**What you need to do**
**a.** Please decide whether each statement agrees with the Breakfast Club post, answering yes or no and quoting the deciding words from the post: (i) the five students spend their Saturday in detention together; (ii) the principal is named Mr. Vernon; (iii) the students find that they all have issues with their teachers.
**b.** Give back a passage of the Breakfast Club post word for word, beginning at "Last night, I" and stopping after "and the Criminal.".
**c.** Summarize the Breakfast Club post in two sentences.

**Supplied text**
════════════════

On Writing: Lessons From The Breakfast Club

Last night, I took a trip back to high school with the “Brat Pack” to good ole Shermer High. It’s easy to see why The Breakfast Club became a cult classic and iconic portrait of high school in the 80s and beyond.

the Breakfast Club castThe main lesson of the film is one to remember when writing (or creating marketing campaigns). Don’t stick with stereotypes. Sure, it’s easier, and somewhat expected, but it doesn’t allow you to create rich, three-dimensional characters.

In the movie, five high school students from different cliques end up spending their Saturday in detention together. At first, they only take each other at face value and think the others are shallow representations of the stereotypes they represent: the Jock, the Princess, the Brain, the Basket Case and the Criminal.

After spending an eventful day together discussing their lives and outwitting their “evil” principal, Mr. Vernon, the group realizes that they have more in common than they thought — mainly that they all have issues with their parents. (What teenagers don’t? 🙂 )

════════════════

**Stored data**
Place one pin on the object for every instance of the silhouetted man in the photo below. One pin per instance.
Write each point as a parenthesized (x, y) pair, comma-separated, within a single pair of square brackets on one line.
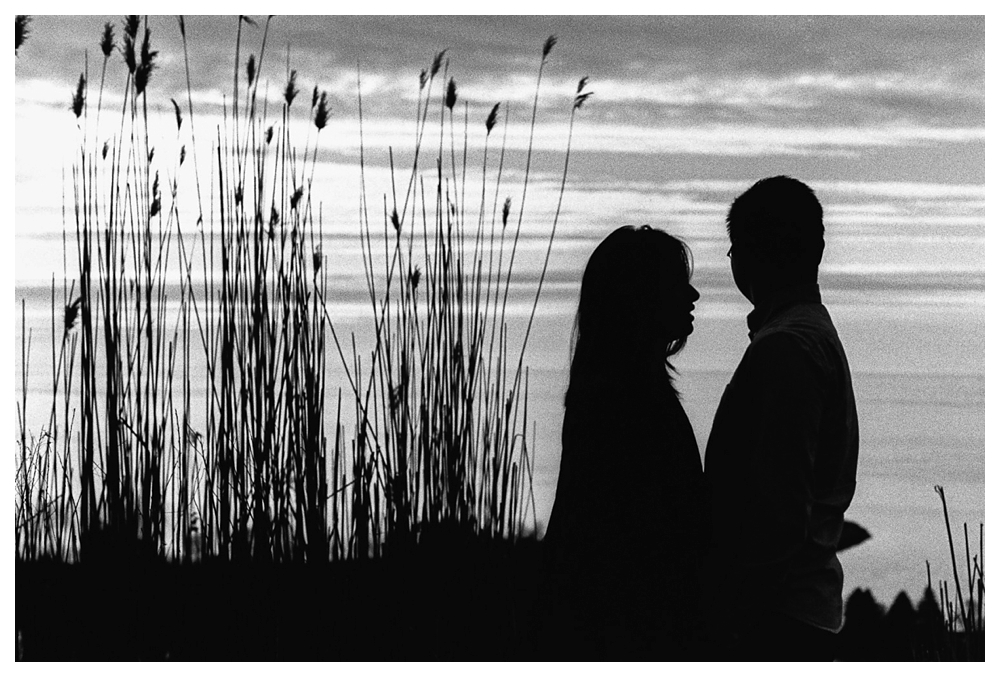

════════════════

**Solutions for each task**
**a.**
(i) Yes: "five high school students from different cliques end up spending their Saturday in detention together."
(ii) Yes: "their “evil” principal, Mr. Vernon."
(iii) No: "mainly that they all have issues with their parents."

**b.**
Last night, I took a trip back to high school with the “Brat Pack” to good ole Shermer High. It’s easy to see why The Breakfast Club became a cult classic and iconic portrait of high school in the 80s and beyond.

the Breakfast Club castThe main lesson of the film is one to remember when writing (or creating marketing campaigns). Don’t stick with stereotypes. Sure, it’s easier, and somewhat expected, but it doesn’t allow you to create rich, three-dimensional characters.

In the movie, five high school students from different cliques end up spending their Saturday in detention together. At first, they only take each other at face value and think the others are shallow representations of the stereotypes they represent: the Jock, the Princess, the Brain, the Basket Case and the Criminal.

**c.** The post draws a writing lesson from The Breakfast Club: don't stick with stereotypes, because they don't allow rich, three-dimensional characters. In the film, five students from different cliques spend a Saturday in detention and at first see each other as stereotypes, but they realize they have more in common than they thought, mainly issues with their parents.